* What you need to do *
Every record must reappear in the answer exactly as given.

* Data for the task *
┄┄┄┄┄┄┄┄┄┄┄┄┄┄┄┄┄┄┄┄
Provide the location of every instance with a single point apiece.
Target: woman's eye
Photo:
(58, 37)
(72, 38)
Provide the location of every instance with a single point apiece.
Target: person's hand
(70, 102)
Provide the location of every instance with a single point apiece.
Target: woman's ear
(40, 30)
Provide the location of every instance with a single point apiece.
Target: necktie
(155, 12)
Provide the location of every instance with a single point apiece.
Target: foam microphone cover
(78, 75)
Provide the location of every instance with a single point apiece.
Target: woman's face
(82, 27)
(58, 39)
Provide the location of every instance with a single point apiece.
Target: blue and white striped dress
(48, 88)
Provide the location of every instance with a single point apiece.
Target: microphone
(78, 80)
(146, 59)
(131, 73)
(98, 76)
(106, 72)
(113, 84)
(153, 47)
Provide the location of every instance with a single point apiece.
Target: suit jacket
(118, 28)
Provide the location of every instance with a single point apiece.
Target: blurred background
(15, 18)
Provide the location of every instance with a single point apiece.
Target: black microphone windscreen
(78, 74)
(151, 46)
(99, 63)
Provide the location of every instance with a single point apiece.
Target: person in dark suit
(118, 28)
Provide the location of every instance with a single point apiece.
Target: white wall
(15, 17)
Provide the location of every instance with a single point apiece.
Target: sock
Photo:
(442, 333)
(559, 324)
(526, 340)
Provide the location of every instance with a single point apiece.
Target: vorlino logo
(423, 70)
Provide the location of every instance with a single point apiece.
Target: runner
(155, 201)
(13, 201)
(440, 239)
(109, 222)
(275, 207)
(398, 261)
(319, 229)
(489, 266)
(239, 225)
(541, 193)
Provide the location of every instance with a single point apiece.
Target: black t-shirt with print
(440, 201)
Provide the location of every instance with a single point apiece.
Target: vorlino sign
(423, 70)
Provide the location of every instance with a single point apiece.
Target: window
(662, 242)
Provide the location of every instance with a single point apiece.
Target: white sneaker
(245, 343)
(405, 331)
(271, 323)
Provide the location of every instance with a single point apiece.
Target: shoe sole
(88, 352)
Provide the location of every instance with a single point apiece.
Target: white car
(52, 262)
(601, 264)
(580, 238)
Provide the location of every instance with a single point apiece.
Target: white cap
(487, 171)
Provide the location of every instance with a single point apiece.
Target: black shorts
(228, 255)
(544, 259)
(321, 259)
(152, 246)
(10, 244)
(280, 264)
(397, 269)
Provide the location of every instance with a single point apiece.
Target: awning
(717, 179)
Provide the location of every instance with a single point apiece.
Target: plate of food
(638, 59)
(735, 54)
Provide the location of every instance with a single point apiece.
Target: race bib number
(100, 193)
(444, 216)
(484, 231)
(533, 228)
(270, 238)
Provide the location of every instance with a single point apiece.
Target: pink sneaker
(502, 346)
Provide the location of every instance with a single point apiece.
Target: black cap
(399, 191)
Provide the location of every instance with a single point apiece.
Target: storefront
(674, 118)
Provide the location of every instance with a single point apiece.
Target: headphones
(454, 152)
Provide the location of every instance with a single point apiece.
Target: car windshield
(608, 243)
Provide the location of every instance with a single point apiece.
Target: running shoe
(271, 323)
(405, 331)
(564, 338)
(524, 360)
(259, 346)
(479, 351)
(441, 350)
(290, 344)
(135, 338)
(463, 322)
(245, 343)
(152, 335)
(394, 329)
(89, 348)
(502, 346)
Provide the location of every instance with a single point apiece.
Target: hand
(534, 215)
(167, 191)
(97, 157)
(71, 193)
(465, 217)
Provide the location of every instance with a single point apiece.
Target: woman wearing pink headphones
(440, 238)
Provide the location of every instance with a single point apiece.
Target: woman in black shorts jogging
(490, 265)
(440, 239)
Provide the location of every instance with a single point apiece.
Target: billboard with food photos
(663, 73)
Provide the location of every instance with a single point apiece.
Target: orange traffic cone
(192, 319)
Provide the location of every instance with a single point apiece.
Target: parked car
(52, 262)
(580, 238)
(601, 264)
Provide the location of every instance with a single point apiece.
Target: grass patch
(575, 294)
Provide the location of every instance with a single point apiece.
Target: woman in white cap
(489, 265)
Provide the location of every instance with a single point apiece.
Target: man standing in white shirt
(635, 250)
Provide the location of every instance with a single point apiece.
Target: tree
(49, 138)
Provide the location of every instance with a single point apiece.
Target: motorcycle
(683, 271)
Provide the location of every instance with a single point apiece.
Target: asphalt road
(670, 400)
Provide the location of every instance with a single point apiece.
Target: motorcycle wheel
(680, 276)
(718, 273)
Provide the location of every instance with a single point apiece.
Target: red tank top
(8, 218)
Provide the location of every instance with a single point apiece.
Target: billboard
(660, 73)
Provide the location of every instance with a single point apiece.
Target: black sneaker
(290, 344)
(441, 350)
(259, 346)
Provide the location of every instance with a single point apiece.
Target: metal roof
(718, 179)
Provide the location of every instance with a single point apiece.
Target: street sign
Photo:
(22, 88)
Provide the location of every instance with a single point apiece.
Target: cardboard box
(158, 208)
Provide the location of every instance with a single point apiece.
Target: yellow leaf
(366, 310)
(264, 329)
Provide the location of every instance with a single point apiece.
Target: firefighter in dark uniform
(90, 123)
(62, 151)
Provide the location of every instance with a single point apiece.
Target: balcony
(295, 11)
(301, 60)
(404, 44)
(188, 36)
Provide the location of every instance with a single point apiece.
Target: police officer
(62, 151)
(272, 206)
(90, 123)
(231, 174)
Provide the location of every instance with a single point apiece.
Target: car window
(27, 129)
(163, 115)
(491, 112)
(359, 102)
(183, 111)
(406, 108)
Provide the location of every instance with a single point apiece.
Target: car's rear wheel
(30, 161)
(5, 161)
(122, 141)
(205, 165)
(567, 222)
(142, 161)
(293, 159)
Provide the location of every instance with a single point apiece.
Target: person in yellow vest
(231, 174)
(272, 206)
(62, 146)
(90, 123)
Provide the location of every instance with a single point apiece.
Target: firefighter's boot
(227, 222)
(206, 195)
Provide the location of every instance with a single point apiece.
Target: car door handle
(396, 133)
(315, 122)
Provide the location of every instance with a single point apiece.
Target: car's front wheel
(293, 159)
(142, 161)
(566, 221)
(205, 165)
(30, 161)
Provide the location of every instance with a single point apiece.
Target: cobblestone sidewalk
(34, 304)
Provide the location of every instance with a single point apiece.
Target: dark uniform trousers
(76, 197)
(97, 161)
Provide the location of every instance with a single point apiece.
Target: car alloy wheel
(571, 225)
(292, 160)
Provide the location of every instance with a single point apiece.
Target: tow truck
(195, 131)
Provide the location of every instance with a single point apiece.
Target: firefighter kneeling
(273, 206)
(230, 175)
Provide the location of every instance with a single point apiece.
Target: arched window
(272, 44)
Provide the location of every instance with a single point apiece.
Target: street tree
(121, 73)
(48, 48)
┄┄┄┄┄┄┄┄┄┄┄┄┄┄┄┄┄┄┄┄
* Response to the exercise *
Provide the location of every instance with a single point apiece.
Target: woman's eye
Photo:
(58, 37)
(72, 38)
Provide the location of every instance with a single point apiece.
Target: person's hand
(70, 102)
Provide the location of every instance with a single point apiece.
Target: woman's ear
(40, 30)
Provide the location of every instance with a single point apiece.
Target: necktie
(155, 12)
Provide the location of every instance with a single point apiece.
Target: foam microphone cover
(78, 75)
Provide the location of every instance with a single point apiece.
Target: woman's face
(82, 27)
(58, 39)
Provide the location of every instance with a single point apiece.
Target: blue and white striped dress
(48, 88)
Provide the location of every instance with a single point apiece.
Target: microphone
(78, 80)
(146, 59)
(131, 73)
(98, 76)
(106, 72)
(113, 84)
(153, 47)
Provide the location of every instance with a single point apiece.
Target: suit jacket
(118, 28)
Provide the location of every instance with a single point apiece.
Target: blurred background
(15, 18)
Provide the location of every instance with a single point apiece.
Target: black microphone windscreen
(78, 74)
(151, 46)
(99, 63)
Provide the location of every instance with a single point apiece.
Target: person in dark suit
(118, 28)
Provide the location of every instance with a single point apiece.
Target: white wall
(15, 17)
Provide the location of every instance with a single point apiece.
Target: sock
Photo:
(442, 333)
(559, 324)
(526, 340)
Provide the location of every instance with a single point apiece.
Target: vorlino logo
(423, 70)
Provide the location of every instance with a single point apiece.
Target: runner
(155, 201)
(13, 201)
(440, 239)
(109, 222)
(275, 207)
(398, 261)
(319, 229)
(489, 266)
(239, 225)
(541, 193)
Provide the location of every instance with a single point apiece.
Target: black t-shirt with print
(440, 201)
Provide the location of every instance with a single point apiece.
Target: vorlino sign
(423, 70)
Provide the location of every instance with a single point apiece.
Target: window
(662, 242)
Provide the location of every instance with a single point apiece.
Target: white sneaker
(245, 343)
(405, 331)
(271, 323)
Provide the location of every instance with a single point apiece.
Target: shoe sole
(88, 352)
Provide the location of every instance with a single point apiece.
Target: white car
(52, 262)
(601, 264)
(580, 238)
Provide the location of every instance with a single point apiece.
Target: white cap
(487, 171)
Provide the location of every instance with a single point apiece.
Target: black shorts
(228, 255)
(544, 259)
(321, 259)
(152, 246)
(10, 244)
(280, 264)
(397, 269)
Provide the location of every instance with a single point apiece.
Target: awning
(717, 179)
Provide the location of every instance with a single point apiece.
Target: plate of food
(638, 59)
(735, 54)
Provide the location of every instance with a single point apiece.
Target: race bib number
(100, 193)
(444, 216)
(484, 231)
(533, 228)
(270, 238)
Provide the location of every instance with a single point apiece.
Target: pink sneaker
(502, 346)
Provide the location of every instance with a single point apiece.
Target: black cap
(399, 191)
Provide the location of every instance with a single point apiece.
Target: storefront
(674, 118)
Provide the location of every instance with a single point apiece.
Target: headphones
(454, 152)
Provide the location of every instance with a single point apiece.
Target: car windshield
(608, 243)
Provide the location of every instance with a single point apiece.
Target: running shoe
(271, 323)
(405, 331)
(564, 338)
(524, 360)
(259, 346)
(479, 351)
(441, 350)
(290, 344)
(135, 338)
(463, 322)
(245, 343)
(152, 335)
(394, 329)
(89, 348)
(502, 346)
Provide the location of every instance with a single point apiece.
Target: hand
(534, 215)
(167, 191)
(97, 157)
(71, 193)
(465, 217)
Provide the location of every instance with a single point apiece.
Target: woman wearing pink headphones
(440, 238)
Provide the location of every instance with a single point apiece.
Target: woman in black shorts jogging
(490, 265)
(440, 239)
Provide the location of every instance with a single point apiece.
Target: billboard with food photos
(663, 73)
Provide the location of every instance with a single point apiece.
Target: orange traffic cone
(192, 319)
Provide the location of every instance with a single point apiece.
Target: parked car
(52, 262)
(580, 238)
(601, 264)
Provide the location of every instance with a single point apiece.
Target: grass patch
(575, 294)
Provide the location of every instance with a single point apiece.
Target: woman in white cap
(489, 265)
Provide the location of every instance with a single point apiece.
Target: man standing in white shirt
(635, 250)
Provide the location of every instance with a single point apiece.
Target: tree
(49, 138)
Provide the location of every instance with a single point apiece.
Target: motorcycle
(683, 271)
Provide the location of every instance with a single point apiece.
Target: asphalt road
(670, 400)
Provide the location of every instance with a single point apiece.
Target: motorcycle wheel
(680, 276)
(718, 273)
Provide the location of every instance with a single point apiece.
Target: red tank top
(8, 218)
Provide the location of every instance with a single point apiece.
Target: billboard
(660, 73)
Provide the location of every instance with a single point apiece.
Target: black sneaker
(290, 344)
(441, 350)
(259, 346)
Provide the location of every instance with a single point apiece.
Target: metal roof
(718, 179)
Provide the location of every instance with a single point apiece.
Target: street sign
Photo:
(22, 88)
Provide the location of every instance with a single point apiece.
Target: cardboard box
(158, 208)
Provide the location of every instance with a single point apiece.
Target: yellow leaf
(366, 310)
(264, 329)
Provide the location of every instance with a single point apiece.
Target: firefighter in dark uniform
(90, 123)
(62, 151)
Provide the location of every instance with a single point apiece.
Target: balcony
(295, 11)
(301, 60)
(404, 44)
(188, 36)
Provide the location of every instance with a single point apiece.
Target: police officer
(62, 151)
(272, 206)
(90, 123)
(231, 174)
Provide the location of every instance with a single point apiece.
Target: car window
(27, 129)
(163, 115)
(491, 112)
(359, 102)
(183, 111)
(406, 108)
Provide the location of every instance with a single point apiece.
Target: car's rear wheel
(30, 161)
(5, 161)
(122, 141)
(205, 165)
(567, 222)
(142, 161)
(293, 159)
Provide the location of every instance with a single point apiece.
Target: person in yellow vest
(231, 174)
(272, 206)
(62, 146)
(90, 123)
Provide the location of every instance with a single point apiece.
Target: firefighter's boot
(227, 222)
(206, 195)
Provide the location of every instance with a single point apiece.
Target: car door handle
(396, 133)
(315, 122)
Provide the location of every instance with a single point apiece.
Target: car's front wheel
(293, 159)
(142, 161)
(566, 221)
(205, 165)
(30, 161)
Provide the location of every instance with a single point apiece.
Target: cobblestone sidewalk
(34, 304)
Provide the location of every instance with a single point apiece.
Target: dark uniform trousers
(76, 197)
(97, 161)
Provide the location of every instance with a single point apiece.
Target: car alloy wheel
(571, 225)
(292, 160)
Provide the location of every instance with a single point apiece.
Target: tow truck
(195, 131)
Provide the location of every instance with a single point apiece.
Target: firefighter kneeling
(273, 206)
(230, 175)
Provide the location of every instance with a single point apiece.
Target: arched window
(272, 44)
Provide the location of every instance with a single point apiece.
Target: street tree
(121, 73)
(48, 48)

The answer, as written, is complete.